= WRITTEN REQUEST =
Below are some entries; can you quote all of them exactly?

= RECORDS =
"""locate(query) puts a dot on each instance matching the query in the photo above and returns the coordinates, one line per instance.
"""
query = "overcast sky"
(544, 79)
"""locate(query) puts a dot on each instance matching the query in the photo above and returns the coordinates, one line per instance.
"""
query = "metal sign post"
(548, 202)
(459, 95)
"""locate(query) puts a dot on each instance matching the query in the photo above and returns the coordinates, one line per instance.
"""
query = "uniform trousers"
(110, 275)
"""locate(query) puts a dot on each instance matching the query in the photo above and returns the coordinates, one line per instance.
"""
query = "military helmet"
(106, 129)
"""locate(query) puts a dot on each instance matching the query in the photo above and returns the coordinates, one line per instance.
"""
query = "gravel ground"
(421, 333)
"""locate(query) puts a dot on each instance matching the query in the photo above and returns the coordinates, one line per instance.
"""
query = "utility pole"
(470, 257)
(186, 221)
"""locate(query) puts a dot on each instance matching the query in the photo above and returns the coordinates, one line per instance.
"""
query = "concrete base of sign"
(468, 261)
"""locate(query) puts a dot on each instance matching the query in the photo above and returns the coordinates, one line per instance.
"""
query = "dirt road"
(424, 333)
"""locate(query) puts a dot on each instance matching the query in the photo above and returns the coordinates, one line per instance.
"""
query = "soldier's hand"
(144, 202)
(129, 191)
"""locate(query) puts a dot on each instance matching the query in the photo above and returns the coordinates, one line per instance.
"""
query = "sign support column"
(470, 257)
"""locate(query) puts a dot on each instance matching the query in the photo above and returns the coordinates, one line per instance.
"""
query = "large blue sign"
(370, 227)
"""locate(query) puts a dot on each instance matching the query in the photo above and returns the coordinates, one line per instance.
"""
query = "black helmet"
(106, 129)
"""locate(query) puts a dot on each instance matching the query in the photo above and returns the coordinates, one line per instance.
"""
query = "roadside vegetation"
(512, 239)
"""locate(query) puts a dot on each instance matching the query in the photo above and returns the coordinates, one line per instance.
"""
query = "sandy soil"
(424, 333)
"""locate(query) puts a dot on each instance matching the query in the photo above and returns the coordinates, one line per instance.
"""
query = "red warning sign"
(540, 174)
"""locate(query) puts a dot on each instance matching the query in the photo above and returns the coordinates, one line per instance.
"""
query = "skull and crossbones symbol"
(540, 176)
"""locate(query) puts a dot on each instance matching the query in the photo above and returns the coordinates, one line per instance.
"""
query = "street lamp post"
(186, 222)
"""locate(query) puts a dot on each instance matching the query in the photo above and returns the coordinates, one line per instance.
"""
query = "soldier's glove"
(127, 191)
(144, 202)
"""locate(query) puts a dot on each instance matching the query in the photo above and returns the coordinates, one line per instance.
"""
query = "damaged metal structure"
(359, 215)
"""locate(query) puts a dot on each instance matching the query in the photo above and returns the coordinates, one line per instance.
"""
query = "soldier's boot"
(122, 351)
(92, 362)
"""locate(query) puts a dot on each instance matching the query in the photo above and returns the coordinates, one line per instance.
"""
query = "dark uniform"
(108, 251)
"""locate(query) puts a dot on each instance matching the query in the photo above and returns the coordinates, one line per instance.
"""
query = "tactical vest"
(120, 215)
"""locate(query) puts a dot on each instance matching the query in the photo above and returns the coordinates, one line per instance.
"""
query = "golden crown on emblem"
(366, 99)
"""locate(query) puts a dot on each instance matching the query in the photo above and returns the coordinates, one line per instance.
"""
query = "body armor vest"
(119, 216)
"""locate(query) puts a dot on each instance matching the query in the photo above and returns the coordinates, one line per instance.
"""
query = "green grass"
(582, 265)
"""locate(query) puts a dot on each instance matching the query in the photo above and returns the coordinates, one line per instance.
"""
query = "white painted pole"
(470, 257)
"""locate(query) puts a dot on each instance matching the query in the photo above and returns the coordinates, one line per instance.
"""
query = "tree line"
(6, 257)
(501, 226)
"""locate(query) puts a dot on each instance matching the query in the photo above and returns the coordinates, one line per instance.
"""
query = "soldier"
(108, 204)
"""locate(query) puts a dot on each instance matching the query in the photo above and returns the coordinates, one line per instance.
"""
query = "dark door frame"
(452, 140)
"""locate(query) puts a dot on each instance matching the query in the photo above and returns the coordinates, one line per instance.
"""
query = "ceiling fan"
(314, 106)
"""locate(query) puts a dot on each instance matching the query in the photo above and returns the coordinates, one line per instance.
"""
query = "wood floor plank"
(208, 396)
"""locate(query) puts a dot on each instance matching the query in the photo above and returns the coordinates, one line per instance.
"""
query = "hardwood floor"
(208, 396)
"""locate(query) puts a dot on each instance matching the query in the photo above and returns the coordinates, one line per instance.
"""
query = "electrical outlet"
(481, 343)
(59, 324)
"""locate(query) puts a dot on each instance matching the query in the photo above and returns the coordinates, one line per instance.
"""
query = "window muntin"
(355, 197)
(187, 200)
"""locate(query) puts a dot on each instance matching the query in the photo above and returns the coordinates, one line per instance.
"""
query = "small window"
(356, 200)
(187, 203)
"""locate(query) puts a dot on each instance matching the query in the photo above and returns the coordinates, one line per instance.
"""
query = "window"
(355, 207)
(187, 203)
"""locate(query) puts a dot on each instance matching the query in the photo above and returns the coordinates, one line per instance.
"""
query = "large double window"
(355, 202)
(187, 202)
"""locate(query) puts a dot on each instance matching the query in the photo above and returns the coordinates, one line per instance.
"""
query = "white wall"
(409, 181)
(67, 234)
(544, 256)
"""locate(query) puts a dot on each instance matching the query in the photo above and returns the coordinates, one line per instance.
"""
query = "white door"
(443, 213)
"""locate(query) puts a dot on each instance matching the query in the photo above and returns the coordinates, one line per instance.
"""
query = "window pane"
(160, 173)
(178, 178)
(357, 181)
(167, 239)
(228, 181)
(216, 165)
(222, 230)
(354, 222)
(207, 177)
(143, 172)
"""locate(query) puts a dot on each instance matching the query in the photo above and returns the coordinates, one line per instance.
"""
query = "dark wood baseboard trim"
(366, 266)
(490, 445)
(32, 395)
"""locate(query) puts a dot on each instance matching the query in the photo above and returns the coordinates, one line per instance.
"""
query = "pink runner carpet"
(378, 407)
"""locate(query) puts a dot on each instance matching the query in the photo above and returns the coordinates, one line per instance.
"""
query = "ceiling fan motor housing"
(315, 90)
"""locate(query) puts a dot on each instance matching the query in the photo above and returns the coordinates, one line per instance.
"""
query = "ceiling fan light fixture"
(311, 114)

= RESPONSE TO THE TASK =
"""locate(query) puts a dot on each instance matching the query in the photo above and returns the coordinates, one line per instance.
"""
query = "overcast sky"
(544, 79)
"""locate(query) puts a dot on each instance matching the query in the photo above and returns the coordinates, one line per instance.
"""
query = "metal sign post"
(548, 202)
(459, 95)
"""locate(query) puts a dot on each instance matching the query in the photo above and returns the coordinates, one line per instance.
"""
query = "uniform trousers"
(110, 275)
"""locate(query) puts a dot on each instance matching the query in the photo above and returns the coordinates, one line per instance.
"""
query = "military helmet"
(106, 129)
"""locate(query) puts a dot on each instance matching the query in the photo above and returns the coordinates, one line per instance.
"""
query = "gravel ground"
(421, 333)
"""locate(query) puts a dot on each instance matching the query in the photo above and returns the coordinates, one line per instance.
"""
query = "utility pole"
(470, 257)
(186, 221)
"""locate(query) puts a dot on each instance matching the query in the photo above and returns the coordinates, one line per instance.
"""
query = "concrete base of sign"
(468, 261)
"""locate(query) puts a dot on each instance matching the query in the photo above and returns the coordinates, one line per instance.
"""
query = "dirt road"
(424, 333)
"""locate(query) puts a dot on each instance matching the query in the photo above and returns the coordinates, one line per instance.
"""
query = "soldier's hand"
(144, 202)
(129, 191)
"""locate(query) puts a dot on each instance matching the query in the photo above and returns the coordinates, one line per instance.
"""
query = "sign support column"
(470, 257)
"""locate(query) puts a dot on each instance matching the query in the photo above and returns the coordinates, one line per instance.
"""
query = "large blue sign"
(370, 227)
"""locate(query) puts a dot on each instance matching the query in the photo above and returns the coordinates, one line per instance.
"""
query = "black helmet"
(106, 129)
"""locate(query) puts a dot on each instance matching the query in the photo above and returns the coordinates, one line per instance.
"""
query = "roadside vegetation"
(512, 239)
"""locate(query) puts a dot on each instance matching the query in the photo above and returns the coordinates, one line per instance.
"""
query = "sandy soil"
(424, 333)
"""locate(query) puts a dot on each instance matching the query in the photo above and returns the coordinates, one line per instance.
"""
query = "red warning sign"
(540, 174)
"""locate(query) puts a dot on each instance matching the query in the photo above and returns the coordinates, one line per instance.
"""
query = "skull and crossbones symbol"
(540, 176)
"""locate(query) puts a dot on each instance matching the query in the photo above and returns the coordinates, one line per instance.
"""
query = "street lamp post"
(186, 222)
"""locate(query) puts a dot on each instance matching the query in the photo above and returns the coordinates, one line per instance.
"""
query = "soldier's glove"
(127, 191)
(144, 202)
"""locate(query) puts a dot on each instance matching the query in the photo above and returns the coordinates, one line per instance.
"""
query = "damaged metal structure"
(359, 215)
"""locate(query) puts a dot on each instance matching the query in the photo above and returns the coordinates, one line per instance.
"""
query = "soldier's boot"
(122, 351)
(92, 362)
"""locate(query) puts a dot on each instance matching the query in the photo above and returns the coordinates, one line per instance.
"""
query = "dark uniform"
(108, 251)
"""locate(query) puts a dot on each instance matching the query in the photo above and returns the coordinates, one line per instance.
"""
query = "tactical vest"
(120, 215)
"""locate(query) puts a dot on each instance matching the query in the photo above and returns the coordinates, one line per instance.
"""
query = "golden crown on emblem"
(366, 99)
"""locate(query) puts a dot on each instance matching the query in the photo above and returns the coordinates, one line per instance.
"""
query = "body armor vest"
(119, 216)
"""locate(query) puts a dot on each instance matching the query in the photo above and returns the coordinates, one line per instance.
"""
query = "green grass"
(582, 265)
"""locate(query) puts a dot on each instance matching the query in the photo above and returns the coordinates, one line per instance.
"""
query = "white painted pole"
(470, 257)
"""locate(query) puts a dot on each instance matching the query in the photo above and returns the coordinates, one line per instance.
"""
query = "tree line"
(6, 257)
(501, 226)
"""locate(query) puts a dot on each instance matching the query in the photo above and returns the coordinates, one line per instance.
"""
query = "soldier"
(108, 204)
"""locate(query) puts a dot on each instance matching the query in the photo above and returns the coordinates, one line per instance.
"""
query = "dark door frame"
(452, 140)
"""locate(query) puts a dot on each instance matching the query in the photo above and returns the coordinates, one line per instance.
"""
query = "ceiling fan"
(314, 106)
"""locate(query) puts a dot on each instance matching the query in the photo above and returns the coordinates, one line per instance.
"""
query = "wood floor plank"
(208, 396)
"""locate(query) puts a dot on each instance matching the query in the photo above and returns the coordinates, one line per instance.
"""
query = "hardwood floor"
(208, 396)
"""locate(query) puts a dot on each instance matching the query in the photo above and returns the coordinates, one line per instance.
"""
query = "electrical outlet"
(481, 343)
(59, 324)
"""locate(query) puts a dot on each instance matching the query in the photo above and returns the coordinates, one line per instance.
"""
query = "window muntin"
(355, 197)
(187, 200)
"""locate(query) puts a dot on each instance matching the query in the photo above and returns the coordinates, one line per instance.
"""
query = "small window"
(356, 200)
(187, 203)
"""locate(query) puts a dot on each instance matching the query in the photo above and returns the coordinates, one line per instance.
"""
query = "window"
(355, 207)
(187, 203)
"""locate(query) puts a dot on each instance matching the query in the photo above and returns the coordinates, one line per instance.
"""
query = "large double window"
(355, 202)
(187, 202)
"""locate(query) puts a dot on each instance matching the query in the photo above and returns the coordinates, one line per instance.
"""
query = "white wall"
(409, 181)
(67, 234)
(544, 256)
"""locate(query) puts a dot on each instance matching the query in the photo above and returns the coordinates, one line per instance.
"""
query = "white door"
(443, 213)
"""locate(query) puts a dot on each instance matching the query in the photo above and returns the coordinates, one line per instance.
"""
query = "window pane"
(160, 173)
(178, 178)
(357, 181)
(167, 239)
(228, 181)
(216, 165)
(222, 230)
(354, 222)
(207, 177)
(143, 172)
"""locate(query) puts a dot on each instance matching the query in the photo above and returns the coordinates, one line per instance.
"""
query = "dark wood baseboard trim"
(366, 266)
(490, 445)
(32, 395)
"""locate(query) puts a dot on each instance matching the query in the photo above and returns the coordinates, one line per instance.
"""
query = "pink runner carpet"
(378, 407)
"""locate(query) puts a dot on each instance matching the query in the photo above and returns the coordinates, one line per instance.
"""
query = "ceiling fan motor housing"
(315, 90)
"""locate(query) puts a dot on each instance matching the query in the photo above and returns the coordinates, one line per instance.
"""
query = "ceiling fan light fixture"
(311, 114)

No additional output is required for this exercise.